[Records drawn from a dataset]
-=-=-=-=-

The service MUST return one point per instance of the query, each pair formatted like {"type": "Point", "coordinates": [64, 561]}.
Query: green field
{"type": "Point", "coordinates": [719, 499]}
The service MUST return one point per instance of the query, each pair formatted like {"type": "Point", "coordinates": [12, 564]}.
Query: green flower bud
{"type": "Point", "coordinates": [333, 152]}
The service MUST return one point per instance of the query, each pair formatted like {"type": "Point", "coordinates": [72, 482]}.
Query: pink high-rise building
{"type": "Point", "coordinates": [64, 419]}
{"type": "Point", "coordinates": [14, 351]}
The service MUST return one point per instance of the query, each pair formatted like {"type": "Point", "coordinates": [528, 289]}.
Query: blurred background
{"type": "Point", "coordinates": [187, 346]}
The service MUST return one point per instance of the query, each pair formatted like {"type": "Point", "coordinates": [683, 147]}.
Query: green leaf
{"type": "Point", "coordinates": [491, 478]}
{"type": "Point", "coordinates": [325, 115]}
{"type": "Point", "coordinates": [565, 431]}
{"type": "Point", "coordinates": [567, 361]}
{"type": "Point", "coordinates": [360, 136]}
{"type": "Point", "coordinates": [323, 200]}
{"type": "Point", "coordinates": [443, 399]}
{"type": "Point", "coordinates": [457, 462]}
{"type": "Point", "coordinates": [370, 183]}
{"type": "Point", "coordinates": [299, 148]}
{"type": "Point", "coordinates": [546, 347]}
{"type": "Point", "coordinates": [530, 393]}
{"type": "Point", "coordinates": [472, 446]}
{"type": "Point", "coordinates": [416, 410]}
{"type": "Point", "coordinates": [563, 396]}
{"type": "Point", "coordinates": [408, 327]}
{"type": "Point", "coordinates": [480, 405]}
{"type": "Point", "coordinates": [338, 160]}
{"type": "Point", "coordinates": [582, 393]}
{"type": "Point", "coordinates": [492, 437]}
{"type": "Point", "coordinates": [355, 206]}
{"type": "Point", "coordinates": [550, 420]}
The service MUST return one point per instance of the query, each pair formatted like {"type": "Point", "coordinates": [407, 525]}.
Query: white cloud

-=-=-=-=-

### What to produce
Write out each record again, keeping every word as it is.

### Your solution
The service MUST return one point per instance of the query, each pair formatted like {"type": "Point", "coordinates": [64, 561]}.
Query: green field
{"type": "Point", "coordinates": [719, 499]}
The service MUST return one point per instance of the query, each pair formatted like {"type": "Point", "coordinates": [12, 564]}.
Query: green flower bud
{"type": "Point", "coordinates": [333, 152]}
The service MUST return one point per instance of the query, each pair formatted like {"type": "Point", "coordinates": [72, 482]}.
Query: pink high-rise building
{"type": "Point", "coordinates": [64, 419]}
{"type": "Point", "coordinates": [14, 351]}
The service MUST return one point per instance of the query, each pair formatted like {"type": "Point", "coordinates": [528, 289]}.
Query: blurred background
{"type": "Point", "coordinates": [187, 346]}
The service MUST return one point per instance of the query, each pair formatted like {"type": "Point", "coordinates": [683, 147]}.
Query: green leaf
{"type": "Point", "coordinates": [491, 478]}
{"type": "Point", "coordinates": [325, 115]}
{"type": "Point", "coordinates": [565, 431]}
{"type": "Point", "coordinates": [567, 361]}
{"type": "Point", "coordinates": [360, 136]}
{"type": "Point", "coordinates": [323, 200]}
{"type": "Point", "coordinates": [443, 399]}
{"type": "Point", "coordinates": [457, 462]}
{"type": "Point", "coordinates": [370, 183]}
{"type": "Point", "coordinates": [299, 148]}
{"type": "Point", "coordinates": [546, 347]}
{"type": "Point", "coordinates": [530, 393]}
{"type": "Point", "coordinates": [472, 446]}
{"type": "Point", "coordinates": [416, 410]}
{"type": "Point", "coordinates": [563, 396]}
{"type": "Point", "coordinates": [408, 327]}
{"type": "Point", "coordinates": [480, 405]}
{"type": "Point", "coordinates": [338, 160]}
{"type": "Point", "coordinates": [582, 393]}
{"type": "Point", "coordinates": [492, 437]}
{"type": "Point", "coordinates": [355, 206]}
{"type": "Point", "coordinates": [550, 420]}
The service MUST return one point per instance of the query, each pair formatted like {"type": "Point", "coordinates": [407, 525]}.
Query: white cloud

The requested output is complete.